** start of Text section **
I'm also interested in useful ways to store shorter stock, on the order of one
to three feet long - too short to store in a normal rack, but still too useful
to burn as firewood. A single big bin is good until the first time you remove
a piece, and then all the other pieces get jumbled up.
And general thoughts about convenient, organized storage of lumber and sheet
stock is welcome too.
I tried the public library, and picked up the tip that large, awkward or
heavy stock should be stored near the floor, for easier handling, or at
least stored within convenient reach, so you don't have to handle it while
you're stretching, leaning, or otherwise off balance.
Other than that nifty tip, and sketches of .1's wall rack and .2's ceiling
rack, I didn't find anything in the library. Many books had sections about
how to organize your workshop from the standpoint of tools, but nothing
about storing the lumber.
Re WOODWORKING_AND_TOOLS: I looked there, but decided to ask here first
because of the wider readership, and to avoid lectures about low-humidity
storage and stickering every two inches being absolutely required. I'll go
there, if necessary, once things quiet down here - but so far the replies
here are great.
** end of Text section **
** start of Dataset extract **
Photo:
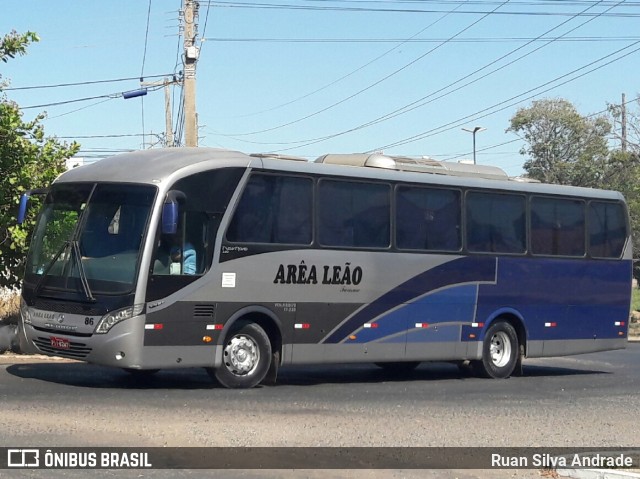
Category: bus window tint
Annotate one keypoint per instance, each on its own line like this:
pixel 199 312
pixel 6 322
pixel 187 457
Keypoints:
pixel 354 214
pixel 495 223
pixel 274 209
pixel 557 227
pixel 607 229
pixel 428 219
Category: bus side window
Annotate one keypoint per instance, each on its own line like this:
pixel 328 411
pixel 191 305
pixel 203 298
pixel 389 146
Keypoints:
pixel 274 209
pixel 294 207
pixel 495 223
pixel 354 214
pixel 607 229
pixel 428 219
pixel 557 226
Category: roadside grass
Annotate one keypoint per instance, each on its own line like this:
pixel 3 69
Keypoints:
pixel 635 300
pixel 9 306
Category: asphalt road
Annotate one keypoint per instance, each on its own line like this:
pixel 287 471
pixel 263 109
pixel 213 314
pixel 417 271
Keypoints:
pixel 579 401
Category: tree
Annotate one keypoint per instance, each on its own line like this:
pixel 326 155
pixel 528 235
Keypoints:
pixel 563 146
pixel 28 160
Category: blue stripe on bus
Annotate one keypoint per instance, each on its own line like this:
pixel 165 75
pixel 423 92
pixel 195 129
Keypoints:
pixel 584 298
pixel 443 310
pixel 471 269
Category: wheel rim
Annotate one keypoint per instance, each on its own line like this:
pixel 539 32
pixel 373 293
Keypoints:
pixel 500 349
pixel 242 355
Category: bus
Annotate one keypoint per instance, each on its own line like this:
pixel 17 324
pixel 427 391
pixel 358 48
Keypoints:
pixel 242 264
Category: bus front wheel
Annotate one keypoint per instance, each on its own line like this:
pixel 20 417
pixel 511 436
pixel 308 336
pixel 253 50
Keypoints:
pixel 499 351
pixel 246 357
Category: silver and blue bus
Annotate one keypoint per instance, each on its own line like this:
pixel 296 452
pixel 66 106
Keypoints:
pixel 242 264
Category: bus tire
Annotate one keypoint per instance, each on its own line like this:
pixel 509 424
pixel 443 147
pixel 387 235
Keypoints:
pixel 246 357
pixel 500 351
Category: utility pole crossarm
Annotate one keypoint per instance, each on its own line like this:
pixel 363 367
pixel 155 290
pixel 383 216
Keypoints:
pixel 191 53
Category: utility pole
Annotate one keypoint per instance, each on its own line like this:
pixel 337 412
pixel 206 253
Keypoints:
pixel 168 132
pixel 473 132
pixel 623 113
pixel 191 53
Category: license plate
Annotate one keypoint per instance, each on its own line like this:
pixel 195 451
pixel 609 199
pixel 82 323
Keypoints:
pixel 60 343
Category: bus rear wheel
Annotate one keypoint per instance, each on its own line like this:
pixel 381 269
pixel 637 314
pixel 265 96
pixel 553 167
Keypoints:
pixel 246 357
pixel 500 351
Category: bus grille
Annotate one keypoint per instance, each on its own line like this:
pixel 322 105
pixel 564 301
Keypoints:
pixel 71 308
pixel 204 311
pixel 75 351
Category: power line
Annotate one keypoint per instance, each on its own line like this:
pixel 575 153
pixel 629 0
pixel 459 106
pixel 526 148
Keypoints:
pixel 395 72
pixel 424 40
pixel 146 39
pixel 353 72
pixel 94 82
pixel 327 8
pixel 501 105
pixel 429 98
pixel 66 102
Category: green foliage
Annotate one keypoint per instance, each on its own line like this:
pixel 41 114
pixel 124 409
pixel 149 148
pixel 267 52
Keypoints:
pixel 563 146
pixel 28 159
pixel 567 148
pixel 16 44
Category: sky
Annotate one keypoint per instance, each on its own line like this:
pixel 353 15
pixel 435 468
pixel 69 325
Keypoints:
pixel 310 77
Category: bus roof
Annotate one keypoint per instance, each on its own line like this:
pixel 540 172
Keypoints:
pixel 155 166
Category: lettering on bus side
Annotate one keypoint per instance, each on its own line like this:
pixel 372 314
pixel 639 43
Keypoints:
pixel 311 274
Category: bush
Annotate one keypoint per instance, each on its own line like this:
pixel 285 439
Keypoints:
pixel 9 306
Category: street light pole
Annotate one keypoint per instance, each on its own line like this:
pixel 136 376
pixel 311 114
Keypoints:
pixel 473 132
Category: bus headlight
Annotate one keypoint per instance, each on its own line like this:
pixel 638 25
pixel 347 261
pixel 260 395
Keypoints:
pixel 24 312
pixel 109 320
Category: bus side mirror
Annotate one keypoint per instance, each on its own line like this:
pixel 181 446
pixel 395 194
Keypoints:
pixel 171 211
pixel 22 211
pixel 24 202
pixel 170 217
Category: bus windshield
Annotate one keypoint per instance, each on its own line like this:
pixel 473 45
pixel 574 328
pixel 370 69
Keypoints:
pixel 88 238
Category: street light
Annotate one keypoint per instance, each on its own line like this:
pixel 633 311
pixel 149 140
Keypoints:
pixel 473 132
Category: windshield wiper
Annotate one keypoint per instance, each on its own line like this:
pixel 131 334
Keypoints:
pixel 81 272
pixel 45 272
pixel 75 253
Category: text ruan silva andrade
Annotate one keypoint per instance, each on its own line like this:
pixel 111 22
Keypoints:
pixel 574 461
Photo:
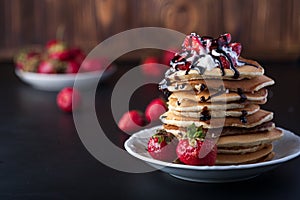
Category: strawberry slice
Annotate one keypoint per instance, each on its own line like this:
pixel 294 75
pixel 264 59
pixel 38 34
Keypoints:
pixel 131 121
pixel 236 47
pixel 162 146
pixel 195 150
pixel 155 109
pixel 192 42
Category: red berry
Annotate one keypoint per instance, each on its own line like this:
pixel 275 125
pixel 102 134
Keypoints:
pixel 228 37
pixel 167 56
pixel 61 55
pixel 93 64
pixel 225 62
pixel 190 154
pixel 77 55
pixel 68 99
pixel 46 67
pixel 155 109
pixel 236 47
pixel 162 146
pixel 72 67
pixel 131 121
pixel 152 67
pixel 192 42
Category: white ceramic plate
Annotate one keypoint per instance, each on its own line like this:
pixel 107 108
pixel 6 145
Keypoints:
pixel 56 82
pixel 285 149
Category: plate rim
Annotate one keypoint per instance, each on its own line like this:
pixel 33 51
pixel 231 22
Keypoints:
pixel 205 168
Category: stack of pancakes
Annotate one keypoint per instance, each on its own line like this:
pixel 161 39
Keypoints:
pixel 227 108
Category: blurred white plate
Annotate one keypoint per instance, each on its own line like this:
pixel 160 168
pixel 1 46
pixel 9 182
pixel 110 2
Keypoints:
pixel 56 82
pixel 285 149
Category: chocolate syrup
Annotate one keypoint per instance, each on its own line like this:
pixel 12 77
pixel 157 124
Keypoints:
pixel 243 116
pixel 205 115
pixel 221 91
pixel 243 97
pixel 166 92
pixel 246 63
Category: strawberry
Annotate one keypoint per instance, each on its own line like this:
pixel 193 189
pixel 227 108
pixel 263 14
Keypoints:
pixel 155 109
pixel 93 64
pixel 68 99
pixel 225 62
pixel 71 67
pixel 162 146
pixel 193 42
pixel 58 50
pixel 151 67
pixel 227 37
pixel 131 121
pixel 28 60
pixel 77 55
pixel 236 47
pixel 46 67
pixel 167 56
pixel 195 150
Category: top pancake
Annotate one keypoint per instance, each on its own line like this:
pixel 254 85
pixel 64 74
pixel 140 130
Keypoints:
pixel 246 85
pixel 245 71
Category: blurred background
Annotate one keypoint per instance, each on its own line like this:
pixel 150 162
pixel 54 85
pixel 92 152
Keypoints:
pixel 268 29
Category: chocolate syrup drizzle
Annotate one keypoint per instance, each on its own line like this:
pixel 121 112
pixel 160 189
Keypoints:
pixel 205 115
pixel 221 90
pixel 243 117
pixel 243 97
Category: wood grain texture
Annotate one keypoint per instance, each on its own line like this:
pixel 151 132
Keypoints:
pixel 267 28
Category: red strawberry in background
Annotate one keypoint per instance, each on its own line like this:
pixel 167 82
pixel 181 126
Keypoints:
pixel 162 146
pixel 46 67
pixel 195 150
pixel 93 64
pixel 131 121
pixel 77 55
pixel 152 67
pixel 58 50
pixel 68 99
pixel 155 109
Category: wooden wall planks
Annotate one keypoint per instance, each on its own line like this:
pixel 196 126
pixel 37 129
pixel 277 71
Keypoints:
pixel 268 29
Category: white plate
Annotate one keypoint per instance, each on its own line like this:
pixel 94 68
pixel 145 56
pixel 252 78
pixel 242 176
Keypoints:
pixel 287 148
pixel 56 82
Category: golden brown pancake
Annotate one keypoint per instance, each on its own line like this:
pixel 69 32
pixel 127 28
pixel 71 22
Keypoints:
pixel 216 96
pixel 247 110
pixel 246 85
pixel 251 139
pixel 230 159
pixel 245 71
pixel 257 118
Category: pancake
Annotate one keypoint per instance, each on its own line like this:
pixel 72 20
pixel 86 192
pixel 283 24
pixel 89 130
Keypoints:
pixel 250 139
pixel 257 118
pixel 246 85
pixel 240 149
pixel 239 112
pixel 180 131
pixel 190 106
pixel 231 159
pixel 216 96
pixel 245 71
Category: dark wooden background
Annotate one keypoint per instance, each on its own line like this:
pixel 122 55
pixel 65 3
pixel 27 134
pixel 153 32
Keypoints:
pixel 268 29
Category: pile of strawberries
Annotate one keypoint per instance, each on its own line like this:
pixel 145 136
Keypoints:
pixel 193 149
pixel 55 57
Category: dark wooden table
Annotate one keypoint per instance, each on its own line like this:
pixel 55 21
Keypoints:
pixel 42 157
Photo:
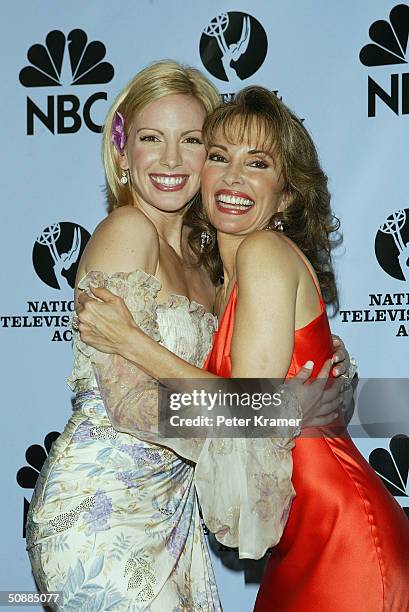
** end of Dataset extract **
Challenges »
**1)** List the qualities that, according to the post about lumber storage, make stock better stored near the floor.
**2)** Transcribe the stretch of the post about lumber storage from "And general thoughts" through "otherwise off balance.".

Results by task »
**1)** large, awkward, heavy

**2)**
And general thoughts about convenient, organized storage of lumber and sheet
stock is welcome too.
I tried the public library, and picked up the tip that large, awkward or
heavy stock should be stored near the floor, for easier handling, or at
least stored within convenient reach, so you don't have to handle it while
you're stretching, leaning, or otherwise off balance.